Segment Open

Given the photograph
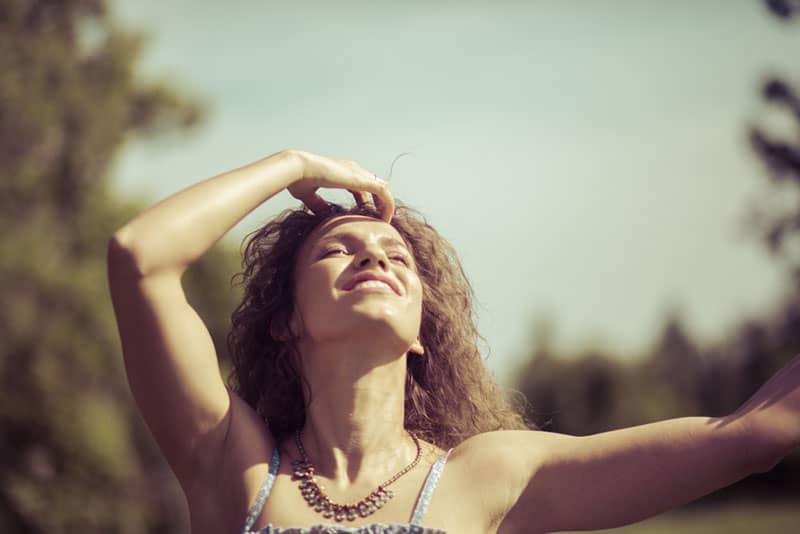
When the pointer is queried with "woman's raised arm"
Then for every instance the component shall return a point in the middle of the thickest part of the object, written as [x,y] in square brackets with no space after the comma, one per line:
[169,356]
[556,482]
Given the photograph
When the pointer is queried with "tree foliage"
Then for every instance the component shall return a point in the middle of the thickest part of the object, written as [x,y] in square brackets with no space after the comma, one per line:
[74,454]
[586,393]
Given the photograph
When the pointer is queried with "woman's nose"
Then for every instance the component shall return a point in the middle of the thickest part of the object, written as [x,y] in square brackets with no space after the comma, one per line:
[369,257]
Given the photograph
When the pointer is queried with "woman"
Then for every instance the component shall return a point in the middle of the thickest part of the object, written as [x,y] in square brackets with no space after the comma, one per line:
[356,405]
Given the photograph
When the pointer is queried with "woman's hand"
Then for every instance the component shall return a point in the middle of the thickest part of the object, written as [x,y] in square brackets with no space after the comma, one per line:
[772,415]
[320,171]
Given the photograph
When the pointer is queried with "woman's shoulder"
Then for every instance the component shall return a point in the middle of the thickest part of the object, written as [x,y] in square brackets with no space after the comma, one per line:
[235,472]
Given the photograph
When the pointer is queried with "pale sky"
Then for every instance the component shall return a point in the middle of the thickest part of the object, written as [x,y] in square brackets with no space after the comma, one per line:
[587,159]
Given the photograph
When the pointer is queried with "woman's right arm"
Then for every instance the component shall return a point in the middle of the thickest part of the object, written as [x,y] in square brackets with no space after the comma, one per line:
[169,356]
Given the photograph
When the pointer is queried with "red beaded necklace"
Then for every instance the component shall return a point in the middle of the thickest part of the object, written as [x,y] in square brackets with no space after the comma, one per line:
[317,499]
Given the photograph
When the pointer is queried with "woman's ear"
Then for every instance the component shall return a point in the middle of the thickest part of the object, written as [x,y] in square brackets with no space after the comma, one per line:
[417,348]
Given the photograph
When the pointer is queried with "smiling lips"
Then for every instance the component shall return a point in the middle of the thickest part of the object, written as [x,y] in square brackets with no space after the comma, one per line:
[372,281]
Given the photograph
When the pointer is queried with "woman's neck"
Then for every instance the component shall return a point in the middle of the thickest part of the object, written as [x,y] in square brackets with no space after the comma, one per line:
[355,422]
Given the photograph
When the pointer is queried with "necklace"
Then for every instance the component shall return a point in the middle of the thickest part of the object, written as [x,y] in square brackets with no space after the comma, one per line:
[317,499]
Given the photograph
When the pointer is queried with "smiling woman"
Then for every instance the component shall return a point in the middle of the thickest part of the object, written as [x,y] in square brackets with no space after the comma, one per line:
[355,357]
[300,272]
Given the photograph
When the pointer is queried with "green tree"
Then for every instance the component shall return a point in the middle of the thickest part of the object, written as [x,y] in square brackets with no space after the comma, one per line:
[74,454]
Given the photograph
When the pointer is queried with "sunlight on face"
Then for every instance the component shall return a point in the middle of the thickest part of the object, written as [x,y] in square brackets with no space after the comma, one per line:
[355,276]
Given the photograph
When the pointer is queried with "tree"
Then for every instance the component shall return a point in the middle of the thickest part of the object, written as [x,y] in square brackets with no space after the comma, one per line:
[74,454]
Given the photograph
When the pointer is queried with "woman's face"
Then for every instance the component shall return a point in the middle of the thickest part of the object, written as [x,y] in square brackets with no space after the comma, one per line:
[355,276]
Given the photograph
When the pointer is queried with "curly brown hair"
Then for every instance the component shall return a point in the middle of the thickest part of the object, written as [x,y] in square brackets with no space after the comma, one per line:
[449,394]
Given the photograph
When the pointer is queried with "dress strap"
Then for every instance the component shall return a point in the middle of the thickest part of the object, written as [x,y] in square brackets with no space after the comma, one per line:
[425,495]
[263,493]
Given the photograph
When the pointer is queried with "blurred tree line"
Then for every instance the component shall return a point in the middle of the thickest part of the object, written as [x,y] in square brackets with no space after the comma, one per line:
[74,454]
[594,392]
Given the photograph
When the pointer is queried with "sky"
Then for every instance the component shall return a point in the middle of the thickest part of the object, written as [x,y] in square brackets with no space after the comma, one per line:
[588,160]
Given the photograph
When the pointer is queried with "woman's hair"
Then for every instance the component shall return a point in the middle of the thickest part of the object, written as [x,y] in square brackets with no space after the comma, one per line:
[449,395]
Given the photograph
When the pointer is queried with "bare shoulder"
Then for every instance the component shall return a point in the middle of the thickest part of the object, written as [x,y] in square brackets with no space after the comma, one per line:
[222,497]
[497,467]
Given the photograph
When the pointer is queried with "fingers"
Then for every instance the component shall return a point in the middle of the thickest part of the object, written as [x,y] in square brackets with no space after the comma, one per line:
[361,197]
[368,182]
[316,204]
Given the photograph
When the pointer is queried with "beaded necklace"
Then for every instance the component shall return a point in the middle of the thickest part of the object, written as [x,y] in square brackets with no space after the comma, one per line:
[317,499]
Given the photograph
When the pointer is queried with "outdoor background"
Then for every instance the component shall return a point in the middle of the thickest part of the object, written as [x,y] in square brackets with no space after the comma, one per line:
[620,177]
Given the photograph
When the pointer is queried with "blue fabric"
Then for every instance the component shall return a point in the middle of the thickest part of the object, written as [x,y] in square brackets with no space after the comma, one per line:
[414,527]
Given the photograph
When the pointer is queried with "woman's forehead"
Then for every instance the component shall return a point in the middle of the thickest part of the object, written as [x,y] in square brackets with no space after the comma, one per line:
[353,225]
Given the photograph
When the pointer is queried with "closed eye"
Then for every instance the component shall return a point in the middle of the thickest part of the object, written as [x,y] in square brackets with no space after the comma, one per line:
[333,251]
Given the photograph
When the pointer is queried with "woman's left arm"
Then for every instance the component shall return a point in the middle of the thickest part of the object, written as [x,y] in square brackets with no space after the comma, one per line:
[615,478]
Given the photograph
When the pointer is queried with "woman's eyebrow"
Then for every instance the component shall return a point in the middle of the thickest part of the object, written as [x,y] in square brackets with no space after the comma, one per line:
[345,237]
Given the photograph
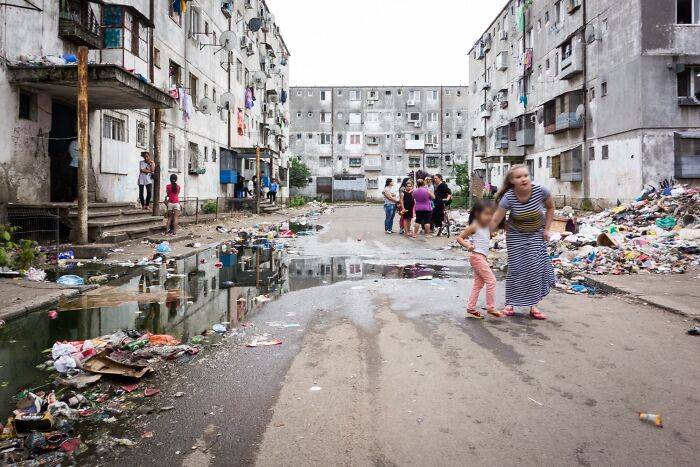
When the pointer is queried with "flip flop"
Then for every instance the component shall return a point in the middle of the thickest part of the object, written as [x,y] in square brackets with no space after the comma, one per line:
[537,314]
[476,314]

Segment Closed

> [TRY IT]: Pull every line containing the word "hair" out of the material and copy it.

> [EXERCISE ANSWER]:
When the pointer is queried with "curly brown hair"
When the pointer is queried with "woman's hair"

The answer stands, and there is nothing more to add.